## JOB
Rewrite the records from the line with "Look at the photo above. For each instance of the gravel" up to and including the last line, shifting every coordinate by adding 28 to each x and y value. Keep all other lines the same.

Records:
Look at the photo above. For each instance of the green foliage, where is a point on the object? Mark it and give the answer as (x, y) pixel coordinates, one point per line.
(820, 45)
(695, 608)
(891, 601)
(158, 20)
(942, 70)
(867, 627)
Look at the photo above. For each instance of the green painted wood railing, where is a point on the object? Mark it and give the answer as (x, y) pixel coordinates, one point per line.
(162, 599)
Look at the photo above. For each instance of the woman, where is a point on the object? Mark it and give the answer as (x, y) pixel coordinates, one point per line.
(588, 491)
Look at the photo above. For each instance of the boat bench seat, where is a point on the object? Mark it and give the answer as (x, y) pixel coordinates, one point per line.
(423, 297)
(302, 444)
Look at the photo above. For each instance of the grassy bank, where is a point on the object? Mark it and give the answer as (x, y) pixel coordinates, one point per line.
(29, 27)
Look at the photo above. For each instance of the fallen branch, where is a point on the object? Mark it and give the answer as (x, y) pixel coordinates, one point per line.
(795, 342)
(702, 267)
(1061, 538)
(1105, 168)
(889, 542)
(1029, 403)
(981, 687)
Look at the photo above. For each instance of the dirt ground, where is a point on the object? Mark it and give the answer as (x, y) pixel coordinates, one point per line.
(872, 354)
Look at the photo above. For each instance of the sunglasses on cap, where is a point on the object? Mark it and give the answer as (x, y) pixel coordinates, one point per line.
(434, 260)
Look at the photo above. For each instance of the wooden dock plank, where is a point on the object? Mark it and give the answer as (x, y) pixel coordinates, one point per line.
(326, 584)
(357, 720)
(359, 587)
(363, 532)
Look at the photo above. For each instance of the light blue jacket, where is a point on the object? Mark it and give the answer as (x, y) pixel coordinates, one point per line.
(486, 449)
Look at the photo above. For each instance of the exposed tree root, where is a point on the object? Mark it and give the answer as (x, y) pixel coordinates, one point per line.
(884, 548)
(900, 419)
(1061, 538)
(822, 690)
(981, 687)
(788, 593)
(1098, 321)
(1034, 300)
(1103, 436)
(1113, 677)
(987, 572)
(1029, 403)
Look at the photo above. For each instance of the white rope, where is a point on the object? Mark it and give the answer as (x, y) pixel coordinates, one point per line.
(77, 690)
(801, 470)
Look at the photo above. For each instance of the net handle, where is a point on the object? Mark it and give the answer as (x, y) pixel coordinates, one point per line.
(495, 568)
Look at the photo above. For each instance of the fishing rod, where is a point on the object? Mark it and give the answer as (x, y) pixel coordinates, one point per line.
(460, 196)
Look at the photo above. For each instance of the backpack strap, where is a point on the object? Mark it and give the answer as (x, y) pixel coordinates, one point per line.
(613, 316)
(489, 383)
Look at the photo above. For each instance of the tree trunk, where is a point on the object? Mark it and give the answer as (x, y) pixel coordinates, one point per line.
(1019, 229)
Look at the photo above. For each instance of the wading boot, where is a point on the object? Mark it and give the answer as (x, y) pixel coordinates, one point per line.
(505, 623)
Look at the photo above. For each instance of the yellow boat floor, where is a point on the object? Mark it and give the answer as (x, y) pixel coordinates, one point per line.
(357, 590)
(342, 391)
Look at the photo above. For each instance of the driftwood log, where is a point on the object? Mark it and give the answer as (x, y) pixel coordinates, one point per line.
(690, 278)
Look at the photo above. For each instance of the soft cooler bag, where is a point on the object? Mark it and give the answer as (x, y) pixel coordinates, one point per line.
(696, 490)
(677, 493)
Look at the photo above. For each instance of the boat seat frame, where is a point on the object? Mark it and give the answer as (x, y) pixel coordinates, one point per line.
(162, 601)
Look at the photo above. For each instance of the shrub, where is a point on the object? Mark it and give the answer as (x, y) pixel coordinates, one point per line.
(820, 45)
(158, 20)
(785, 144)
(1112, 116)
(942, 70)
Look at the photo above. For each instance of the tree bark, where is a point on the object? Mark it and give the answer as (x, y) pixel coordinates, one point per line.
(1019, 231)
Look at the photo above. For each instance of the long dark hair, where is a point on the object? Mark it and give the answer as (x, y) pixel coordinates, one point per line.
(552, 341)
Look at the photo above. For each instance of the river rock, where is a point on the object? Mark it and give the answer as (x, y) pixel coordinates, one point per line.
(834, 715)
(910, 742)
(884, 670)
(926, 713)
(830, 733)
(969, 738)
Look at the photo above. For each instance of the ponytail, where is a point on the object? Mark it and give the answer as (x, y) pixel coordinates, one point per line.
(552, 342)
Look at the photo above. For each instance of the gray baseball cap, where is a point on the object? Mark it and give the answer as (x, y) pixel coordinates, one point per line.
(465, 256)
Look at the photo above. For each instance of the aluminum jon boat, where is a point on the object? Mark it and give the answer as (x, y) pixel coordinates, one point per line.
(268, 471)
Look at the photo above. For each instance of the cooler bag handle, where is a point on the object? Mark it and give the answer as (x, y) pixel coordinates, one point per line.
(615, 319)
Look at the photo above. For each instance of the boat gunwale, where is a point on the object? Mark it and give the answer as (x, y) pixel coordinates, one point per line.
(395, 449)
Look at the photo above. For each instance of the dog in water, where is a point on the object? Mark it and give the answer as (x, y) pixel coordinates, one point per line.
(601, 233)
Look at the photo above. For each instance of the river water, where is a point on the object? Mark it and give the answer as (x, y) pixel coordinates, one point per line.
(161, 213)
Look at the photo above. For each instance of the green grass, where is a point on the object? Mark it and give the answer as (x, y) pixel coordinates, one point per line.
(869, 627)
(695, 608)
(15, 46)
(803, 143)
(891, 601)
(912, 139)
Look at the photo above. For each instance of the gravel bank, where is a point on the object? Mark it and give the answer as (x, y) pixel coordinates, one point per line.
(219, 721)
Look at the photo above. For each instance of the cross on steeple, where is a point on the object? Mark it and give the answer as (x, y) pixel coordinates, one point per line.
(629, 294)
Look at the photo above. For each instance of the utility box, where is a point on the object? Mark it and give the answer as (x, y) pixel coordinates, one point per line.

## REPLY
Look at the photo above. For each instance of the gravel bank, where is a point on the object? Mark it and give the answer as (x, y) pixel coordinates, one point per line.
(247, 749)
Look at the photo above. For each instance of the cross on steeple, where is a point on the object? Mark it and give the answer as (x, y) pixel coordinates, one point per line.
(657, 322)
Look at the photo above. For each instance of the utility box, where is a point on the object? Mark it and give the answer as (x, y) pixel coordinates, one point per line.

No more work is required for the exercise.